══ Data supplied
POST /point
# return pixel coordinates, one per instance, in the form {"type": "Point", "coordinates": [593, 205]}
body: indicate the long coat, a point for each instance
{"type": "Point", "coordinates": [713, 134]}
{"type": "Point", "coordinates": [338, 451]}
════
Exercise task: Rewrite the lines of the data above as a numbered list, omitting any blank lines.

Exercise result:
1. POST /point
2. # return pixel coordinates, one per instance, in the form {"type": "Point", "coordinates": [593, 205]}
3. body: indicate the long coat, a point for each instance
4. {"type": "Point", "coordinates": [713, 134]}
5. {"type": "Point", "coordinates": [338, 451]}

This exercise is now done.